• _Task description_
Reproduce the passage of the Cardinal Burke interview that runs between "Cardinal Burke: The" and "of the Church.", inclusive.

Cardinal Burke responded late yesterday to questions from Carl E. Olson, editor of Catholic World Report, about his concerns, his view of the mid-term report, and why he thinks a statement from Pope Francis is "long overdue".

CWR: In what way is information about what is happening in the Synod being either manipulated or only partially reported and made public?

Cardinal Burke: The interventions of the individual Synod Fathers are not made available to the public, as has been the case in the past. All of the information regarding the Synod is controlled by the General Secretariat of the Synod which clearly has favored from the beginning the positions expressed in the Relatio post disceptationem of yesterday morning.

While the individual interventions of the Synod Fathers are not published, yesterday’s Relatio, which is merely a discussion document, was published immediately and, I am told, even broadcast live. You do not have to be a rocket scientist to see the approach at work, which is certainly not of the Church.

CWR: How is that reflected in the Synod's midterm document, released yesterday, which is being criticised by many for its appeal to a so-called "law of graduality”?

Cardinal Burke: While the document in question (Relatio post disceptationem) purports to report only the discussion which took place among the Synod Fathers, it, in fact, advances positions which many Synod Fathers do not accept and, I would say, as faithful shepherds of the flock cannot accept. Clearly, the response to the document in the discussion which immediately followed its presentation manifested that a great number of the Synod Fathers found it objectionable.

• _Data section_
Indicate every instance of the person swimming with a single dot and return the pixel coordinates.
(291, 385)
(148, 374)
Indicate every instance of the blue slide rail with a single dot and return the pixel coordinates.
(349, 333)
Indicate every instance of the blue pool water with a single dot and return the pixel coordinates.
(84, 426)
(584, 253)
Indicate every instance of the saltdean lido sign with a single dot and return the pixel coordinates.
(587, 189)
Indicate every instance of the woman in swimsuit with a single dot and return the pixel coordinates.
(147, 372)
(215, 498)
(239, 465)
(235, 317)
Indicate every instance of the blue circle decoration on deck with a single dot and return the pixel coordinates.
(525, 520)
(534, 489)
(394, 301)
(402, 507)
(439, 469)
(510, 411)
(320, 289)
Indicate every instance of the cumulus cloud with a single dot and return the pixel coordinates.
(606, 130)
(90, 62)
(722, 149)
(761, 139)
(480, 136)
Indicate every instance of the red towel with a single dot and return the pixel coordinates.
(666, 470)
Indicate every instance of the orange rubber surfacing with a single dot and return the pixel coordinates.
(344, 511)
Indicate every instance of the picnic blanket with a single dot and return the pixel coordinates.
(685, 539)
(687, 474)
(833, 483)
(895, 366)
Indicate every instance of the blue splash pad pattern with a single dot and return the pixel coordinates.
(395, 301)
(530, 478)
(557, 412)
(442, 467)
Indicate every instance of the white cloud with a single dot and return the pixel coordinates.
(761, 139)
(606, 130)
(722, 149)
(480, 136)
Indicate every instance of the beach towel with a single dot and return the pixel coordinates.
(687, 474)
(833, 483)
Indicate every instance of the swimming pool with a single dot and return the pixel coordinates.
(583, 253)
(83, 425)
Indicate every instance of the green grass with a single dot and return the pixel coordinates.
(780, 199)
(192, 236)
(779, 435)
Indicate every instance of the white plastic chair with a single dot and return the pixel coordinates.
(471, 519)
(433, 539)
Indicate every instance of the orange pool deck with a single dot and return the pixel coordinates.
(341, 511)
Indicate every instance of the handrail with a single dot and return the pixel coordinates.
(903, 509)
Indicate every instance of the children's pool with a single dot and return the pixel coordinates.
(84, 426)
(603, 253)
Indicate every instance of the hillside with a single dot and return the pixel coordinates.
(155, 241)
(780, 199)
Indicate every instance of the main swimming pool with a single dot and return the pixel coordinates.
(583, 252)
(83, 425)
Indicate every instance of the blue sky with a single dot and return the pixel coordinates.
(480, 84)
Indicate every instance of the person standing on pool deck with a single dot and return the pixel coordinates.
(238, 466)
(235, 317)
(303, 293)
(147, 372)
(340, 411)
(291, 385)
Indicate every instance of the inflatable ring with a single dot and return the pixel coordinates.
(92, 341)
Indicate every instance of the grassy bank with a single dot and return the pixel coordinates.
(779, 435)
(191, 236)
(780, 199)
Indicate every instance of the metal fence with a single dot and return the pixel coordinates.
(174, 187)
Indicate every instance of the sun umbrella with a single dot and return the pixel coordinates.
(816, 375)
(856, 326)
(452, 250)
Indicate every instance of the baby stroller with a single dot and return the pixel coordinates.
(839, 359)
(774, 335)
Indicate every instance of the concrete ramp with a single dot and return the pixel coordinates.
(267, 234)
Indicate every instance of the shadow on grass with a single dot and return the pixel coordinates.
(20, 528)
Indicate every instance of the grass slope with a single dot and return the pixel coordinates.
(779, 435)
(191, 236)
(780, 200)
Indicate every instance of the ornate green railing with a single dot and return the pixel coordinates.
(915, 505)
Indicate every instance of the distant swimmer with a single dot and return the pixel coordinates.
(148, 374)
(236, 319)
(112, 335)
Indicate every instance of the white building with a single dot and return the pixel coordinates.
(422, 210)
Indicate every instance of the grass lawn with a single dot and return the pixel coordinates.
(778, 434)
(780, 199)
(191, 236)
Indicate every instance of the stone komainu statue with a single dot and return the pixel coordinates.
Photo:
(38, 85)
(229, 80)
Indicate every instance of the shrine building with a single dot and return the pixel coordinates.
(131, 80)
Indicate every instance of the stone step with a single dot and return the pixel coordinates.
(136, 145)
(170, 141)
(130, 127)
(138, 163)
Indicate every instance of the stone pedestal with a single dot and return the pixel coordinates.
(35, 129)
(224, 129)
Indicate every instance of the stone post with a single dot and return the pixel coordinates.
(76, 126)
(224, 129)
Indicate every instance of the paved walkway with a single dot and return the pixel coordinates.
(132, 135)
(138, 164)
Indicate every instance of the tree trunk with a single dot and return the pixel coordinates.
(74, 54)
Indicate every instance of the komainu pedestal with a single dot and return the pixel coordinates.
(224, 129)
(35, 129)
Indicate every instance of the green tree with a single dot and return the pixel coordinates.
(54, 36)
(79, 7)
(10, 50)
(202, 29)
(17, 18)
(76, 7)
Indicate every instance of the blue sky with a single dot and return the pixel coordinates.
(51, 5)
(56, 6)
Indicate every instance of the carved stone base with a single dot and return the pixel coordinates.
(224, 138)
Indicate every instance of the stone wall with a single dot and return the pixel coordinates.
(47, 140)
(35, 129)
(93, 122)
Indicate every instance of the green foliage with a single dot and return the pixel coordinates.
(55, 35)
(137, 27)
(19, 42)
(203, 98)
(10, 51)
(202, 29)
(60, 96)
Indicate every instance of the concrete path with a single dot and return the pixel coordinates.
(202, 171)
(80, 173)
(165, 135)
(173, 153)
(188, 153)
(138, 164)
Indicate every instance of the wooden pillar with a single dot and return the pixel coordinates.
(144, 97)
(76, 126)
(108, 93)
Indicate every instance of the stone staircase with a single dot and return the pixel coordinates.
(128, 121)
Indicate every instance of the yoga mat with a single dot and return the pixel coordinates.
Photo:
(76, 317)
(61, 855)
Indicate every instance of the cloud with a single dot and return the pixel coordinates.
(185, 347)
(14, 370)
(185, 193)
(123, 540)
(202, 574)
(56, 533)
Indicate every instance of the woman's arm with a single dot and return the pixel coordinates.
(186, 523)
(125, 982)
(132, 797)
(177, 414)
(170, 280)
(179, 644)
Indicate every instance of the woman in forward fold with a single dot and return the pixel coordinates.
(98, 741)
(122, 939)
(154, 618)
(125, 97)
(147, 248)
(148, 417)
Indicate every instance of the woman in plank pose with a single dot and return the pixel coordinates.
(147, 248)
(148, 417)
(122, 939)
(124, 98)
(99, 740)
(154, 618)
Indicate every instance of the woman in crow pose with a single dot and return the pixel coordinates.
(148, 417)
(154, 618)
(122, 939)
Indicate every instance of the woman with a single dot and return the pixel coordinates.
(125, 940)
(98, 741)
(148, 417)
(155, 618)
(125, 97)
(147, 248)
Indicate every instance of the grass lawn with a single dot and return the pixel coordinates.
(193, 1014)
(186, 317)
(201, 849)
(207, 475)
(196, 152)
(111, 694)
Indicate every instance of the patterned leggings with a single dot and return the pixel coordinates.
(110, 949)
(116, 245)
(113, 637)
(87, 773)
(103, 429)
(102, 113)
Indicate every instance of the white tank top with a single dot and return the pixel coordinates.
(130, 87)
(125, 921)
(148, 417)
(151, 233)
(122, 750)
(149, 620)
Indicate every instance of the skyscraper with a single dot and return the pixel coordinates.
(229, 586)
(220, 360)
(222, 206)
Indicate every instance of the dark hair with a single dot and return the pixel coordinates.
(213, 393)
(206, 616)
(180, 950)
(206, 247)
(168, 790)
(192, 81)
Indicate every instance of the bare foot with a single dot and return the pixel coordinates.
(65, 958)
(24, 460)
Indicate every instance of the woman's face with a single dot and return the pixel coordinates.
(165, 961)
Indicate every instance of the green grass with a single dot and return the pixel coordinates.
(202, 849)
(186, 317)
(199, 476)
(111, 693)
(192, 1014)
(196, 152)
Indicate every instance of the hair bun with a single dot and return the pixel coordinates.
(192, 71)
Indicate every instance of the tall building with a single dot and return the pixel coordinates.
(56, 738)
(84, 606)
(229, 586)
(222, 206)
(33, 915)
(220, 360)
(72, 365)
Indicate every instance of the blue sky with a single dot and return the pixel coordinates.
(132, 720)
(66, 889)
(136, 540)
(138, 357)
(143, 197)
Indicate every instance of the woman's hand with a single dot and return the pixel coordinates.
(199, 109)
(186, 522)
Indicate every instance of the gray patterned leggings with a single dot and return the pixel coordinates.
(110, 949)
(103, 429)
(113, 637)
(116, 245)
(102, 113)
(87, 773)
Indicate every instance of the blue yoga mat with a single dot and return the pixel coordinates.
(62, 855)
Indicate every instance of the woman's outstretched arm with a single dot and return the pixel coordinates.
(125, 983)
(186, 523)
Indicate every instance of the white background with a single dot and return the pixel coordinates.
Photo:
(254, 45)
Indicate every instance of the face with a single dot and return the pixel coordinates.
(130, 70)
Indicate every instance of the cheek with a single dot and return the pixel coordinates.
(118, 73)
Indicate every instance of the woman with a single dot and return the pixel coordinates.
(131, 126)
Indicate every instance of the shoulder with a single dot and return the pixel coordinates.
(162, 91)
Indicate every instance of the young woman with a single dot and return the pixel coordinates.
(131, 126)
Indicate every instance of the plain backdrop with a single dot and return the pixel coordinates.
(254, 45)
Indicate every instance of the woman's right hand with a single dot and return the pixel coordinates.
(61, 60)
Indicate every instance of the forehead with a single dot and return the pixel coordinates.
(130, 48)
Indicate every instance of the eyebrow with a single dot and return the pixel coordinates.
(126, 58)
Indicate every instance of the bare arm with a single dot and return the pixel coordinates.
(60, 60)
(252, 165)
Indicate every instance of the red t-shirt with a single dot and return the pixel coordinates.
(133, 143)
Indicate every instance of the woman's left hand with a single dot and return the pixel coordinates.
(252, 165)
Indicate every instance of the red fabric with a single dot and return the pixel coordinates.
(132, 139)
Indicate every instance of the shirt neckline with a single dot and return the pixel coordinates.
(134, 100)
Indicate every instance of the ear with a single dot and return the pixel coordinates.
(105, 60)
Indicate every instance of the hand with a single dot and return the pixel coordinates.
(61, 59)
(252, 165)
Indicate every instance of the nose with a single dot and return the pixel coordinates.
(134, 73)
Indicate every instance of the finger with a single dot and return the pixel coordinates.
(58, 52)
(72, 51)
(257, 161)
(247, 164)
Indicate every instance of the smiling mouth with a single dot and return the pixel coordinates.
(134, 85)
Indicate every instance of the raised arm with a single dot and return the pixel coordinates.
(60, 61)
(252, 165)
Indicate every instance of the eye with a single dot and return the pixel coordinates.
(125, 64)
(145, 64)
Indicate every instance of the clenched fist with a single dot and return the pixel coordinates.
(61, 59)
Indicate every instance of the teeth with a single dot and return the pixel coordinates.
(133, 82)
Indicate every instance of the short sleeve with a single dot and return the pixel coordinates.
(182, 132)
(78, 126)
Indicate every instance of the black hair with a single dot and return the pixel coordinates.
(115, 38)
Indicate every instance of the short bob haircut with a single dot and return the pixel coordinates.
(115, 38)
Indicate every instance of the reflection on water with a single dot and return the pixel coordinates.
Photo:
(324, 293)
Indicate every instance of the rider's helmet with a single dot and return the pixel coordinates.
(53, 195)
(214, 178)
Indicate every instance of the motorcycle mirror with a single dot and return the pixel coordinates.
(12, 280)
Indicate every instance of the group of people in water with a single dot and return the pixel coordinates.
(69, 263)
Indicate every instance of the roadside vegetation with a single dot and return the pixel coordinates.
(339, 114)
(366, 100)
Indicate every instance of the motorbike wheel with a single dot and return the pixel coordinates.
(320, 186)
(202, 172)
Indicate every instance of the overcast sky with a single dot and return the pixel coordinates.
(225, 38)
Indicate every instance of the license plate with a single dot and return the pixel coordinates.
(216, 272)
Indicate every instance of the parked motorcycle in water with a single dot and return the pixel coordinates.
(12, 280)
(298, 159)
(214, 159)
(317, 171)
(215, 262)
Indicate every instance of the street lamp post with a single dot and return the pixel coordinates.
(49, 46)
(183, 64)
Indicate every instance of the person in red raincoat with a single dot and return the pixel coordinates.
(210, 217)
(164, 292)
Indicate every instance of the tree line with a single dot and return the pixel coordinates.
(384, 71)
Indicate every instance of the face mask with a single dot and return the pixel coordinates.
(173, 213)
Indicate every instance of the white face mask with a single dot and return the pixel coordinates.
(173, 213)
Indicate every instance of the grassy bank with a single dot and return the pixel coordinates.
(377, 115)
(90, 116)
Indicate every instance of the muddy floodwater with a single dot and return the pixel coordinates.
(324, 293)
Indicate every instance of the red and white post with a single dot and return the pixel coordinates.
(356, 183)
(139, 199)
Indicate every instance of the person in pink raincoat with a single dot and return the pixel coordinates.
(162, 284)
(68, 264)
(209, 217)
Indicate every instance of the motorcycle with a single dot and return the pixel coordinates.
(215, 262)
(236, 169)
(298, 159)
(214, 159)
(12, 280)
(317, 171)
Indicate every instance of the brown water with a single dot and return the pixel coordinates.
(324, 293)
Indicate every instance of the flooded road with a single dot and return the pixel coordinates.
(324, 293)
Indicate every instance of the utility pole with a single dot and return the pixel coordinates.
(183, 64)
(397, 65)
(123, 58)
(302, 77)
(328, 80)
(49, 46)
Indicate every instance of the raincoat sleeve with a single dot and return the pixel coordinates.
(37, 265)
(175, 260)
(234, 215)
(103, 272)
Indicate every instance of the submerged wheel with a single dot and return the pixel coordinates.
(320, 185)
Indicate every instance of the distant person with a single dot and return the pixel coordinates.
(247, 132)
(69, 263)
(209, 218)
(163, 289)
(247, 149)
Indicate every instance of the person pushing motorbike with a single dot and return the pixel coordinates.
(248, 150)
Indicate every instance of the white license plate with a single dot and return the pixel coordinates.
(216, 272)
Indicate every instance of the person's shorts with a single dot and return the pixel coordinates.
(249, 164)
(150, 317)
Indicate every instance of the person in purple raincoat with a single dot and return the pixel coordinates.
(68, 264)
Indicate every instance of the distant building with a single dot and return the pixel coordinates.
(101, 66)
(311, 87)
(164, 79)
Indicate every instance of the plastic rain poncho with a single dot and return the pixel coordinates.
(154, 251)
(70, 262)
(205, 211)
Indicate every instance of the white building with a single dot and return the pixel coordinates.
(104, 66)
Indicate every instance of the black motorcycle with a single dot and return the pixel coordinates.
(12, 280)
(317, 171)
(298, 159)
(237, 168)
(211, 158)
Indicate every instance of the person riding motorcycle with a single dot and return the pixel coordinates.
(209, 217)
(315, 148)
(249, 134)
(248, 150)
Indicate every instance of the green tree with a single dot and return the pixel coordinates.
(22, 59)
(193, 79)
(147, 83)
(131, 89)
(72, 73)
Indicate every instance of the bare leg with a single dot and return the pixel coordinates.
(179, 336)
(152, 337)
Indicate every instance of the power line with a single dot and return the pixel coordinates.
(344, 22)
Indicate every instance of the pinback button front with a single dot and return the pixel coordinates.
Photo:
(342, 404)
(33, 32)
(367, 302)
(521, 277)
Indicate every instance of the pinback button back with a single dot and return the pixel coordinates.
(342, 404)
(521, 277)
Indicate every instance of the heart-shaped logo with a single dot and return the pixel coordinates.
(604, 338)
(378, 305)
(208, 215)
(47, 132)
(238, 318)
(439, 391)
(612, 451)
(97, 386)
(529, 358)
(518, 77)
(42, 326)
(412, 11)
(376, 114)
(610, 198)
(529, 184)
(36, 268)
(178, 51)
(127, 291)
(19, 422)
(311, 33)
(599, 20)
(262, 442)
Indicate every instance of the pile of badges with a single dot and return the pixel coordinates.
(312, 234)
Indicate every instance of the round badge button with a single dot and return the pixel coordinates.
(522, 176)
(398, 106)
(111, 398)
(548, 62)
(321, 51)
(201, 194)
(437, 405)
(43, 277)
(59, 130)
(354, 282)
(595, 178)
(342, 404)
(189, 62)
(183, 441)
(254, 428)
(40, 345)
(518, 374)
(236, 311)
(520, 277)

• _Answer for this exercise_
Cardinal Burke: The interventions of the individual Synod Fathers are not made available to the public, as has been the case in the past. All of the information regarding the Synod is controlled by the General Secretariat of the Synod which clearly has favored from the beginning the positions expressed in the Relatio post disceptationem of yesterday morning.

While the individual interventions of the Synod Fathers are not published, yesterday’s Relatio, which is merely a discussion document, was published immediately and, I am told, even broadcast live. You do not have to be a rocket scientist to see the approach at work, which is certainly not of the Church.